Exercise directions >>
Rewrite the items from the line containing "Task: mark the scattered" down to the line containing "74], [14, 36]]", including both of those lines and the requests. Raise every coordinate in the answers by 48, and leave out all other items.

Pointing dataset items:
□ □ □
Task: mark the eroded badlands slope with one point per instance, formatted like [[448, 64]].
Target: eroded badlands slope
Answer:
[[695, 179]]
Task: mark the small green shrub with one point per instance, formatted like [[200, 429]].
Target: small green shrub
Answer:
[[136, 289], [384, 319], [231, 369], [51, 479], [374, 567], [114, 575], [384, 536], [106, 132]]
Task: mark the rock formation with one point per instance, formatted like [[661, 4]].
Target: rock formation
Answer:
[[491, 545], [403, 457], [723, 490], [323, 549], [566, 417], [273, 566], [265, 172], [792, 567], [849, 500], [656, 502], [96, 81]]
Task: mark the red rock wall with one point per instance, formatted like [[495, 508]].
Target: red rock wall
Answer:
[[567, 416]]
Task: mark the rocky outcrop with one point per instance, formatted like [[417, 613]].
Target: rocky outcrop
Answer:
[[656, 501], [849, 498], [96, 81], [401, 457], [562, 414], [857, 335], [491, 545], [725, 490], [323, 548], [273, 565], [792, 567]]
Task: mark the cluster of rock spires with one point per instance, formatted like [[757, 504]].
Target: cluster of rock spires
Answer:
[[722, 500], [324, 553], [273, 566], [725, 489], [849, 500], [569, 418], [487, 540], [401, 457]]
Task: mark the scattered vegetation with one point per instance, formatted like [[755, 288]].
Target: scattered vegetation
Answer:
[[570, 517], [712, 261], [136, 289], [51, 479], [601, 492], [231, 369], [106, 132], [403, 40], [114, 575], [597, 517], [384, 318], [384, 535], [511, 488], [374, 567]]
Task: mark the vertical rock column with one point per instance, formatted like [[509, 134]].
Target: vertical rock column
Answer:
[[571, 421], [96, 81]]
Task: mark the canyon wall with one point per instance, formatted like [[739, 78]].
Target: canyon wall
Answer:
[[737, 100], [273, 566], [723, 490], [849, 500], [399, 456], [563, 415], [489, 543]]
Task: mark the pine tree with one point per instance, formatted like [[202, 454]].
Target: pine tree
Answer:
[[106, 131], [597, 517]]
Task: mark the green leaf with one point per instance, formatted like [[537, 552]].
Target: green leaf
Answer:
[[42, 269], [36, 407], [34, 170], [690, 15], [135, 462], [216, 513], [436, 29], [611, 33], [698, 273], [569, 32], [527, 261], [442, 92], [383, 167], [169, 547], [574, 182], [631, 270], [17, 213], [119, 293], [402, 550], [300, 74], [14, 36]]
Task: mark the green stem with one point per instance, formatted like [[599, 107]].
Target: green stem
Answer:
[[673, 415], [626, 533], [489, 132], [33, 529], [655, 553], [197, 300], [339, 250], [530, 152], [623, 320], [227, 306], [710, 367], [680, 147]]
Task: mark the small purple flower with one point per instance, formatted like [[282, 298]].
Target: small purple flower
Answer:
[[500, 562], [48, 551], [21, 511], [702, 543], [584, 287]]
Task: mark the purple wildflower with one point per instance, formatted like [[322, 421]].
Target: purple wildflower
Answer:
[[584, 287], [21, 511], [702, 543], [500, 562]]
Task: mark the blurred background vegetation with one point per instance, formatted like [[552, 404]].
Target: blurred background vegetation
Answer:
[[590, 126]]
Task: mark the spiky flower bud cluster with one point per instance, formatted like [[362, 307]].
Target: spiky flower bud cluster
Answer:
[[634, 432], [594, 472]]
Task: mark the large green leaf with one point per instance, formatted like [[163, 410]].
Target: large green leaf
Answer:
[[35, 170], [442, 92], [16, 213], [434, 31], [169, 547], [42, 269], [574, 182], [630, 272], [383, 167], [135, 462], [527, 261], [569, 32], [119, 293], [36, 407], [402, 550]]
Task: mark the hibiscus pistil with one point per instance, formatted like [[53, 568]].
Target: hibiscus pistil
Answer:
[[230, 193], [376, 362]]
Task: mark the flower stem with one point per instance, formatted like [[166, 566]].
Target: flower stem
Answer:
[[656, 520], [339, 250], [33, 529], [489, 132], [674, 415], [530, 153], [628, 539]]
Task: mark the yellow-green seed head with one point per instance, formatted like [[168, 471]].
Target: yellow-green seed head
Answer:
□ □ □
In response >>
Task: mark the scattered vegetation with one point per instance, formatted like [[755, 288]].
Target: scattered vegetation
Answer:
[[618, 565], [760, 309], [184, 337], [99, 527], [649, 540], [279, 417], [154, 180], [451, 88], [162, 623], [645, 565], [432, 366], [432, 583], [559, 536], [422, 615]]
Task: mark the vertical rock column with one point per instance, formatted like [[509, 134]].
Target: vertical rock column
Answer:
[[619, 469], [144, 129]]
Task: mark the canyon wall with one point per instance, formatted like [[739, 78]].
Target: canyon wall
Answer:
[[785, 148], [321, 614], [771, 538], [897, 548], [447, 504], [611, 463], [537, 591]]
Task: mark the pine tree with one point per instance, formatted like [[202, 454]].
Target: pine tree
Answer:
[[154, 179], [645, 565]]
Task: mark the green leaf with one point per instance, formatted like [[537, 552]].
Target: green leaf
Answer:
[[90, 317], [84, 455], [82, 218], [738, 63], [183, 510], [264, 561], [484, 77], [659, 81], [746, 321], [617, 80], [575, 309], [490, 140], [431, 215], [217, 595], [622, 230], [679, 318], [65, 261], [167, 341], [450, 598], [348, 122], [62, 84]]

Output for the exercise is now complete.